━━ DATA PROVIDED
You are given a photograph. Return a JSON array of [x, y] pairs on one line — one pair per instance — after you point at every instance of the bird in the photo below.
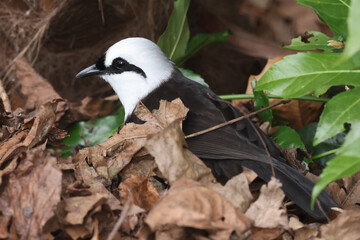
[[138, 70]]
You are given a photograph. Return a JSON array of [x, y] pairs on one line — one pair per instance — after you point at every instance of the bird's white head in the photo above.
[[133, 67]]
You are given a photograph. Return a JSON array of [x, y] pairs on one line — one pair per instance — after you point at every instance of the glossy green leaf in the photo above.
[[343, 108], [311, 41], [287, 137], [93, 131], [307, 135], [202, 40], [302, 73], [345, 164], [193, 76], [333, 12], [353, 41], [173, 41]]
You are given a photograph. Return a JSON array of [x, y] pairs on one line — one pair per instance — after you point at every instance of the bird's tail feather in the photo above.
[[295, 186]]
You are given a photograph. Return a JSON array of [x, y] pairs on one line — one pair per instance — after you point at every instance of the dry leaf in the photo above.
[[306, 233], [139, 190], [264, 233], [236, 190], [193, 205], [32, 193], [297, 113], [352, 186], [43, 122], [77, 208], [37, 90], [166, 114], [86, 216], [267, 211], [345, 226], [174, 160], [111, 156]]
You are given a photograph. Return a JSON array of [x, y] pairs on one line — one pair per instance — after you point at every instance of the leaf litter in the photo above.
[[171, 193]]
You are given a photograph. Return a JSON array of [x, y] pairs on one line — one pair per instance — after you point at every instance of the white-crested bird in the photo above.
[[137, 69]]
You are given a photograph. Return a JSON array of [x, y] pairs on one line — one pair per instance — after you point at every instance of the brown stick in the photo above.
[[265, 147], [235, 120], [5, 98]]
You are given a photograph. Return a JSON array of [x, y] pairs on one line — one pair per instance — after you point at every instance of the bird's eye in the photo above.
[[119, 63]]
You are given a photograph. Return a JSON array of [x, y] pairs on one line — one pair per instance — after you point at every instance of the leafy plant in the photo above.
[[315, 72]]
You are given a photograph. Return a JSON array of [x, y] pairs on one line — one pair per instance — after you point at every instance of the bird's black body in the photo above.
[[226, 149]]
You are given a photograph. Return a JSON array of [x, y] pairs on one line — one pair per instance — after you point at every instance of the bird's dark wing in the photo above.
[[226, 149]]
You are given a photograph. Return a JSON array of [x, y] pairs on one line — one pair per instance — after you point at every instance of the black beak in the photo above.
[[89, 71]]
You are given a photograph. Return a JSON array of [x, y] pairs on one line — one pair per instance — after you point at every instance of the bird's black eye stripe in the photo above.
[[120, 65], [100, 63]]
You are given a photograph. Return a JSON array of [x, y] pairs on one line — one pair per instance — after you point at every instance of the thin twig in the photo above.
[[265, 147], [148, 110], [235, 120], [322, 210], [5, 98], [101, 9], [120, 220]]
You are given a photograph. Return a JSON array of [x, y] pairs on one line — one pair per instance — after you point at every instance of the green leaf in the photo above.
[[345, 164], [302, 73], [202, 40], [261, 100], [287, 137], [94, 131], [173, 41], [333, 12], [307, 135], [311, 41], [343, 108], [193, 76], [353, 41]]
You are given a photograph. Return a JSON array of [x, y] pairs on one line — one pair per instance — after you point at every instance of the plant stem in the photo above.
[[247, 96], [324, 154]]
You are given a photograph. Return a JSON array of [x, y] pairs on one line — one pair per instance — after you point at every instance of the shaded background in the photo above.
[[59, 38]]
━━━━
━━ DATA PROVIDED
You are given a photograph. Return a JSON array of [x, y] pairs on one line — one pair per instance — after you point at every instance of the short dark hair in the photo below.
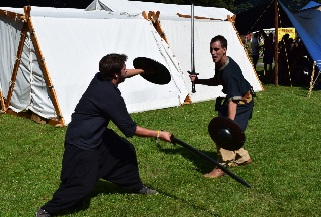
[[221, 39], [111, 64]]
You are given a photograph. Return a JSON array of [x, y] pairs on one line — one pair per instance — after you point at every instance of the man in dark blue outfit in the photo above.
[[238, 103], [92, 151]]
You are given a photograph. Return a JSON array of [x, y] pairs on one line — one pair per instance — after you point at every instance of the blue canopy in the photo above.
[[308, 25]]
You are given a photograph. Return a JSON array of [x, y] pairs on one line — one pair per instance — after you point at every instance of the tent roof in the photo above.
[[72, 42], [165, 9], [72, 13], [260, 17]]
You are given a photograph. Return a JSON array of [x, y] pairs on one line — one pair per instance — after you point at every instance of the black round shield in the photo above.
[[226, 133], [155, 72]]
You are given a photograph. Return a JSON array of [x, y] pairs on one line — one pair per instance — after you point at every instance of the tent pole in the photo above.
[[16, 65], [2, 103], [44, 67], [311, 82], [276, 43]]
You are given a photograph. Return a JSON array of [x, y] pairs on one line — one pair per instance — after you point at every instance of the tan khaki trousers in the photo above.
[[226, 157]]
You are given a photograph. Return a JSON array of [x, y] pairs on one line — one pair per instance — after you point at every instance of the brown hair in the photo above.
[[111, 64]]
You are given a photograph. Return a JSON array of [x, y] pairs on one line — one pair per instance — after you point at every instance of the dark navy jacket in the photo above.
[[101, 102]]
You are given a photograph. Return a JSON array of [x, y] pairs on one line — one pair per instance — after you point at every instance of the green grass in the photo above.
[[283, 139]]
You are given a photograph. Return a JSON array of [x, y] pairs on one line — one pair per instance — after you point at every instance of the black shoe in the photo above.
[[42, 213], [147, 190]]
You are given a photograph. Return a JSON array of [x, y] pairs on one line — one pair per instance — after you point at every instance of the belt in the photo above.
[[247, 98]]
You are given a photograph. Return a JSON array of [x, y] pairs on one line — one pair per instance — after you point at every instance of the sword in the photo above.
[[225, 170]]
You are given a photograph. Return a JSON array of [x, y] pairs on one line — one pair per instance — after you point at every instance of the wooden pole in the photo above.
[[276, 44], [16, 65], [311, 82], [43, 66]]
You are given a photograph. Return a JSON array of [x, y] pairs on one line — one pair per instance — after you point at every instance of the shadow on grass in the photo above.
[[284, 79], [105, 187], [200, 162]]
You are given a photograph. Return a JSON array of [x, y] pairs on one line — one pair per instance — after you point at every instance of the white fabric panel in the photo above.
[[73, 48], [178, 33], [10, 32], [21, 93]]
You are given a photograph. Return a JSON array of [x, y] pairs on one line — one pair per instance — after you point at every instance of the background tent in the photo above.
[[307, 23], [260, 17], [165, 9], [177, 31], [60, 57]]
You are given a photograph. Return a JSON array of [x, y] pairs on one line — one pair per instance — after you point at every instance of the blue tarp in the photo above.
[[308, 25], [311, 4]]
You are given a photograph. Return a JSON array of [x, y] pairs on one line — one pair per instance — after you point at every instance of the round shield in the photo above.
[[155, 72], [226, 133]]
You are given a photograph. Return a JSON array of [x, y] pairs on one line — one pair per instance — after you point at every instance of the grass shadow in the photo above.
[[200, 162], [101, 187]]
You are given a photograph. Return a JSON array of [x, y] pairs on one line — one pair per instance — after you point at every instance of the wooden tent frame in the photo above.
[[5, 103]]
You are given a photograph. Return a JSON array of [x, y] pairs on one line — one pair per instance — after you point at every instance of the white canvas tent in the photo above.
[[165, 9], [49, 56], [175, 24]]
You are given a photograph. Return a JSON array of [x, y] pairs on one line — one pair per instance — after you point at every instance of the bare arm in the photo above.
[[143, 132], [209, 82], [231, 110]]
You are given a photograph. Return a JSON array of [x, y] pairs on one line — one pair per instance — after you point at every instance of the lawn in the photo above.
━━━━
━━ DATA PROVIDED
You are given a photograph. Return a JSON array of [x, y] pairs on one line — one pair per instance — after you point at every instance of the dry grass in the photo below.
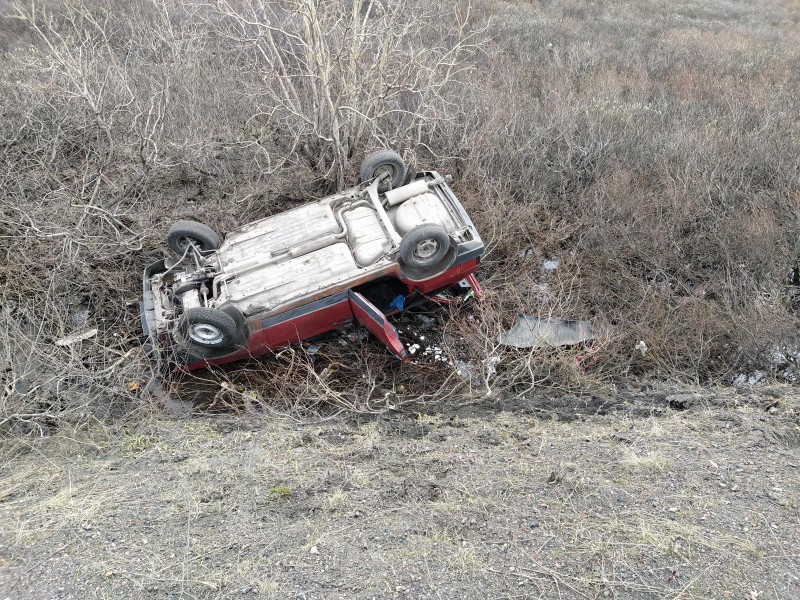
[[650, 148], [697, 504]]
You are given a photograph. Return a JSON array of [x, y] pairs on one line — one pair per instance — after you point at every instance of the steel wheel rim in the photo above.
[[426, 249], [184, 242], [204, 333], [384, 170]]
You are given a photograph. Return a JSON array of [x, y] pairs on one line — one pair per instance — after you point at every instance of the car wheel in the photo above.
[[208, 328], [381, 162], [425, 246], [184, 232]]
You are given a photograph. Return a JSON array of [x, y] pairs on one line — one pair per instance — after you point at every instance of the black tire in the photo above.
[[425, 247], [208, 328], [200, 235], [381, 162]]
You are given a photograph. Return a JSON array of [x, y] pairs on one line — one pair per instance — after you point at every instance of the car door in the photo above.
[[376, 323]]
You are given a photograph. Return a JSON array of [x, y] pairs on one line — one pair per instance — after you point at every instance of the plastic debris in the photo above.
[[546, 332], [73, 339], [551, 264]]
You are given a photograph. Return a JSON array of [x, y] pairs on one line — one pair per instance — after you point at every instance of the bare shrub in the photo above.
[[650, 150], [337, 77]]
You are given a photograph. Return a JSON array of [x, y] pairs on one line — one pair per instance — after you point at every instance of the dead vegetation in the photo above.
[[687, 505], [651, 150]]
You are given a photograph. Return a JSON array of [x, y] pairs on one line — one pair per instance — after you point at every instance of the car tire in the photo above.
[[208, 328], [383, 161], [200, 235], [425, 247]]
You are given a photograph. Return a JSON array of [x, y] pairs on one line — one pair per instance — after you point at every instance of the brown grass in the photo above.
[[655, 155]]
━━━━
EXERCISE REQUIREMENTS
Looking at the data above, write out exactly the lines that start at the one containing "canvas tent in the photo above." and end at the one containing "lawn in the photo above."; include both and nothing beyond.

ANSWER SECTION
You are given a photograph. Return a JSON array of [x, y] pairs on one line — one pair per instance — after you point at every instance of the white canvas tent in the photo above.
[[165, 9], [49, 56], [175, 24]]
You are given a photograph. Return a JSON array of [x, y] pairs on one line — one pair per instance — after you point at every instance of the bare arm in the photo above.
[[143, 132], [209, 82], [231, 110]]
You are given a photograph. Return a JSON array of [x, y] pairs on one line — one pair per instance — after you point at every instance of the lawn in the photo above.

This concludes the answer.